» READING TEXT:
By Ana Rodriguez Soto - Florida Catholic newspaper
MIAMI | Eduardo and Marcela Eraña thought stewardship meant money.
“I thought stewardship was the envelope,” said Marcela. “I had no idea” it also involved time and talent.
Then their pastor at St. Agnes Church in Key Biscayne, Father Juan Carlos Paguaga, asked them to head the stewardship council. After educating themselves, they have spent the last year educating others about what it means to give to the church.
“Latin Americans are not used to giving. They expect the church to give to them,” said Father Paguaga, referring to the ethnicity of most of his parishioners.
“It’s a cultural thing,” agreed Marcela.
The Erañas not only head the stewardship committee, they also are involved in Emmaus retreats and the “Why Catholic?” evangelization program. And they’re the parents of four children who attend St. Agnes Academy.
A relative, Anabel Stevens, serves as business manager for the church and school. She encouraged the couple to get involved. “People have to see that you have four kids and you can still help and serve. You can always make time,” she told them.
For their efforts, the Erañas were honored with the One in Hope award at this year’s ThanksForGiving Mass, celebrated Nov. 19 at St. Mary Cathedral. The award recognizes a family who “embodies the four infinitives of stewardship”: receiving God’s gifts gratefully, nurturing them responsibly, sharing them justly and sacrificially, and returning them abundantly.
“If it wasn’t for our pastor, we wouldn’t have done it,” said Eduardo.
Father Paguaga, in turn, credits the Erañas for helping the parish grow “beautifully. There are more people involved, more ministries, and more people aware of the life of the parish,” he said.
The Erañas were one of three families honored at the annual Mass, attended this year by more than 600 people. The Mass is a way of thanking everyone who donates to the annual ABCD campaign, which supports the charitable and educational works of the archdiocese.

» DATA UNDER STUDY:
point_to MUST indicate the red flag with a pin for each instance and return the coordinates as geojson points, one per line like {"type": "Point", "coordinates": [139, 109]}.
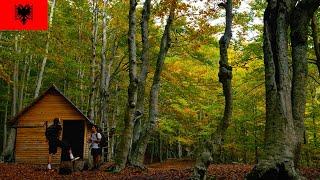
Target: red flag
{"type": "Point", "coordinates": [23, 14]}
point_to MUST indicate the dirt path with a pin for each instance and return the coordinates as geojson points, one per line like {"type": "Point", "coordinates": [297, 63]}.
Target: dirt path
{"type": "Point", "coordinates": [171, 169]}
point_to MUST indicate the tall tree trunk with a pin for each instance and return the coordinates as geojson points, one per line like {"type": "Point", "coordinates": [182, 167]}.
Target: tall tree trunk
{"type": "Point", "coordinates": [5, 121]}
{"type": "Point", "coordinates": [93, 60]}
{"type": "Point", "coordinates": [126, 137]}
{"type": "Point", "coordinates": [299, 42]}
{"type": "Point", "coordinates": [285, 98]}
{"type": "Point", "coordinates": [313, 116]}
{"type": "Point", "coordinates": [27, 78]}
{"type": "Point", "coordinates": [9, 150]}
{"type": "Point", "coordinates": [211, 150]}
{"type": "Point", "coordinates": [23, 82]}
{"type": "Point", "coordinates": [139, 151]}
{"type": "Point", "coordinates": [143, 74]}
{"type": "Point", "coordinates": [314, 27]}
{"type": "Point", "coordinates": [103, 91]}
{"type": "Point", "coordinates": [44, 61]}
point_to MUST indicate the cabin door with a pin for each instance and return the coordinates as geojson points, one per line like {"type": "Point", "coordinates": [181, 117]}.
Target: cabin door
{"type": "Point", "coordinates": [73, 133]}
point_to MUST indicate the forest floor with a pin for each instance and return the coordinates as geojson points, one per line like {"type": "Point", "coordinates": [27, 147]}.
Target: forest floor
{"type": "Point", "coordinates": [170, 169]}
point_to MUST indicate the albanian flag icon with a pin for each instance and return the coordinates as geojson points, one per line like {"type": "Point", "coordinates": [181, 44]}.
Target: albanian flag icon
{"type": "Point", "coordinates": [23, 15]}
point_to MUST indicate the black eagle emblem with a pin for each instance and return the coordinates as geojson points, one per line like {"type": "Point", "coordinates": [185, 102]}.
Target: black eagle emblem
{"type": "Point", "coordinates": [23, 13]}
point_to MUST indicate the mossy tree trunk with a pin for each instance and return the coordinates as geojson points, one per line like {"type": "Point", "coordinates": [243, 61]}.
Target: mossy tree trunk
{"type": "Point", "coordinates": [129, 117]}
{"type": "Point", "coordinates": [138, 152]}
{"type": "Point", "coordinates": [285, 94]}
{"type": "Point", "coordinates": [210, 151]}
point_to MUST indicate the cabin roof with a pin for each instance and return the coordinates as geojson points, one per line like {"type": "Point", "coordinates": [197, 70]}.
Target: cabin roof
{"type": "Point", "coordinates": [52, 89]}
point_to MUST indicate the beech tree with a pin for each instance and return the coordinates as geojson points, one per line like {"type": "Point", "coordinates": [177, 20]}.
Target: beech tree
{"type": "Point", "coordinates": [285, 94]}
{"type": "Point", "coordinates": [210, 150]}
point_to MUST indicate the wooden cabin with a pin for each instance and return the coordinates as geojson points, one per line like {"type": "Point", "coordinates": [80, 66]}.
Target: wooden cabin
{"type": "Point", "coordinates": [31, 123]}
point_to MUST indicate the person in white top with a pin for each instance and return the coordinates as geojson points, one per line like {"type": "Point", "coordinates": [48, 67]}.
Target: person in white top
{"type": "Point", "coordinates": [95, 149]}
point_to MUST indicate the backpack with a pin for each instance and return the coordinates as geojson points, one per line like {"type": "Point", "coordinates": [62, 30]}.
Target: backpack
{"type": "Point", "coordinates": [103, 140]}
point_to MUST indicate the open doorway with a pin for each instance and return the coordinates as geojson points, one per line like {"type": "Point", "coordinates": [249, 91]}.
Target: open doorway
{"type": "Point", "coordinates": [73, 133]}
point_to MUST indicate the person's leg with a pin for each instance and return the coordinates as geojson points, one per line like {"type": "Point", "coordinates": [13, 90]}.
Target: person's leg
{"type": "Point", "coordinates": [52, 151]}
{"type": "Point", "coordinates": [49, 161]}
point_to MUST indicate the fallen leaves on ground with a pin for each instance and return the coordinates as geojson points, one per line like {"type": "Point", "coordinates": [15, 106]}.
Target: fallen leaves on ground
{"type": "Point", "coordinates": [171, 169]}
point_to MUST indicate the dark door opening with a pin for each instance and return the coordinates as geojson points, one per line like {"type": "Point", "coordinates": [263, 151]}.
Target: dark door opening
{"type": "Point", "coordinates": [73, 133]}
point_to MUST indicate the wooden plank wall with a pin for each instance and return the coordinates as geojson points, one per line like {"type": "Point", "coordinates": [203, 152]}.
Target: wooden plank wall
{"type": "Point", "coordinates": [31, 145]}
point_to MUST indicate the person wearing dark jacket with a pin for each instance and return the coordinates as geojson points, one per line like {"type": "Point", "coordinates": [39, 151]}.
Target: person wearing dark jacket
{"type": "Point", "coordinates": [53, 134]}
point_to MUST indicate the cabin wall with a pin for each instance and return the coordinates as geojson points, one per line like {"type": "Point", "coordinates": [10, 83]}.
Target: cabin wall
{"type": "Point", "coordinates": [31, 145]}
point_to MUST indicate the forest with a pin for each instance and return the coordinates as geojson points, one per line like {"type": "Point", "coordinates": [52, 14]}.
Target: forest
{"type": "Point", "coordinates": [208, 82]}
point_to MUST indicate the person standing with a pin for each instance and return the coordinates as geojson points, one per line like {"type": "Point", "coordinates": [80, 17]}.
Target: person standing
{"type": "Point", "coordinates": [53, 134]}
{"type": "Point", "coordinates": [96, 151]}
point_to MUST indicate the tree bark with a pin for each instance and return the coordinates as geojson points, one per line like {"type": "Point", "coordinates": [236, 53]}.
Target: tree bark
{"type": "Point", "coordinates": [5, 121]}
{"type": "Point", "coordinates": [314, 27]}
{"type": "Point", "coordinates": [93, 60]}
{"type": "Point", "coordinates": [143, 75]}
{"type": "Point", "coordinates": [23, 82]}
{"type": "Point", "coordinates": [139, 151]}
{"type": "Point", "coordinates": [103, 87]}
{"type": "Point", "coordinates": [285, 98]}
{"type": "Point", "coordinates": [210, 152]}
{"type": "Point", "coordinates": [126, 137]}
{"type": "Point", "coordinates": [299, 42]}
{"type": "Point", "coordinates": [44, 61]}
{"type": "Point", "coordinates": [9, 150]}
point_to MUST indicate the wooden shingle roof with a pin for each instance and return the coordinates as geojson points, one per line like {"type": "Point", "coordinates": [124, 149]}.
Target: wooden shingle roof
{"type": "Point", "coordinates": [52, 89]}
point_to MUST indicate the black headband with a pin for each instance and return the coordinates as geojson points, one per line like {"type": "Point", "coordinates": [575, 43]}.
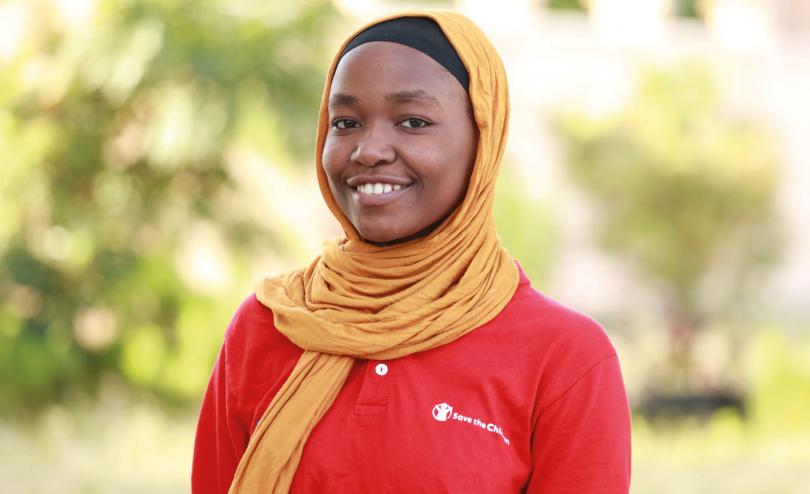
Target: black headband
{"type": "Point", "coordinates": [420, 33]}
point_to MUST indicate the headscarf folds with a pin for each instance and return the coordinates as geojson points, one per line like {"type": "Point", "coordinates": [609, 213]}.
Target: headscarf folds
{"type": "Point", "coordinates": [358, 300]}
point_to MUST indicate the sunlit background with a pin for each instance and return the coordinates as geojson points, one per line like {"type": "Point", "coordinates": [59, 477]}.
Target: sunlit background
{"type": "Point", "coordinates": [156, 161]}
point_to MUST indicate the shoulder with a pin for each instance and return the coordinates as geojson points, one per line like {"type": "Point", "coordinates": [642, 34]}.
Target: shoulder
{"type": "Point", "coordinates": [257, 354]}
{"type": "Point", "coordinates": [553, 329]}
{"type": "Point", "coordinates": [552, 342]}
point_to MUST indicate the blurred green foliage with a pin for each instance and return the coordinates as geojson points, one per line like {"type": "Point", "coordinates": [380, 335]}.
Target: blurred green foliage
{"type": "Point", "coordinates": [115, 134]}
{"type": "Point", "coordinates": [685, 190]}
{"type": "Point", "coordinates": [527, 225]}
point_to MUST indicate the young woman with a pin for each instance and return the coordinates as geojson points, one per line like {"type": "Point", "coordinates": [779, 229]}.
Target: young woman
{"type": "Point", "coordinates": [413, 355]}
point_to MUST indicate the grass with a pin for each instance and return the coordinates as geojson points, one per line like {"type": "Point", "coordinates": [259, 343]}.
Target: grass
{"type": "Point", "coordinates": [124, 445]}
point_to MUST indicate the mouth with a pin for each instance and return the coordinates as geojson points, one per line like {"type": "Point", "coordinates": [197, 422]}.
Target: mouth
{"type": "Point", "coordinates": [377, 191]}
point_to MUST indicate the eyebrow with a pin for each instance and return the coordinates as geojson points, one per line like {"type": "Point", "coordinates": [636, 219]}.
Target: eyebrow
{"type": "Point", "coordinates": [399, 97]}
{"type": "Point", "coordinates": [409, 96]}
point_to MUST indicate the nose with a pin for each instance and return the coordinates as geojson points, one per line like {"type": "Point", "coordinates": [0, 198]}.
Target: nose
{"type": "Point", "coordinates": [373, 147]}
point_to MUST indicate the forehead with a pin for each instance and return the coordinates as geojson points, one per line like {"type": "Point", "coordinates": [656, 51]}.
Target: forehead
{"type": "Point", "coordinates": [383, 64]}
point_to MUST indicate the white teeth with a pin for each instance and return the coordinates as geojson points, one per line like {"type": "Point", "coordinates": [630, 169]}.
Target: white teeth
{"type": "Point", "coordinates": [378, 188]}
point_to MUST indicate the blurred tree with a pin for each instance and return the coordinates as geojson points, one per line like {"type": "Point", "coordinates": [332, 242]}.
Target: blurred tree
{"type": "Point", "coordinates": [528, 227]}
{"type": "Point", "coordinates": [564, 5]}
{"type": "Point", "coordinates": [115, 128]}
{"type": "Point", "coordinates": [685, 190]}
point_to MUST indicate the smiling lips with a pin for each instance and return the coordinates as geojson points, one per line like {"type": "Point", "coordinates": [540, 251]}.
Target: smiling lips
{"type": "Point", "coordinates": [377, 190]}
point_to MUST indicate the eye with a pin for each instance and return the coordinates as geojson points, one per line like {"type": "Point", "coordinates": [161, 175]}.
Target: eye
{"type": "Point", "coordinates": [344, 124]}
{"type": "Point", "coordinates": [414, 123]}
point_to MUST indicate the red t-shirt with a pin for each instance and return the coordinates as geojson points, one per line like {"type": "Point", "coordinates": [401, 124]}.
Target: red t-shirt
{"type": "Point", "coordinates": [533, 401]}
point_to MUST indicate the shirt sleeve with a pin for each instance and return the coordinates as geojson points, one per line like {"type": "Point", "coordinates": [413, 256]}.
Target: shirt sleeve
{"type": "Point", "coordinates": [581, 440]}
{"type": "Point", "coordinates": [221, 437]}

» WHAT TO DO:
Answer these questions using the article on the Erañas' stewardship award.
1. Who asked Eduardo and Marcela Eraña to head the stewardship council?
2. How many of their children attend St. Agnes Academy?
3. In which church was this year's ThanksForGiving Mass celebrated?

» TASK RESPONSE:
1. Father Juan Carlos Paguaga, their pastor at St. Agnes Church in Key Biscayne.
2. Four.
3. St. Mary Cathedral.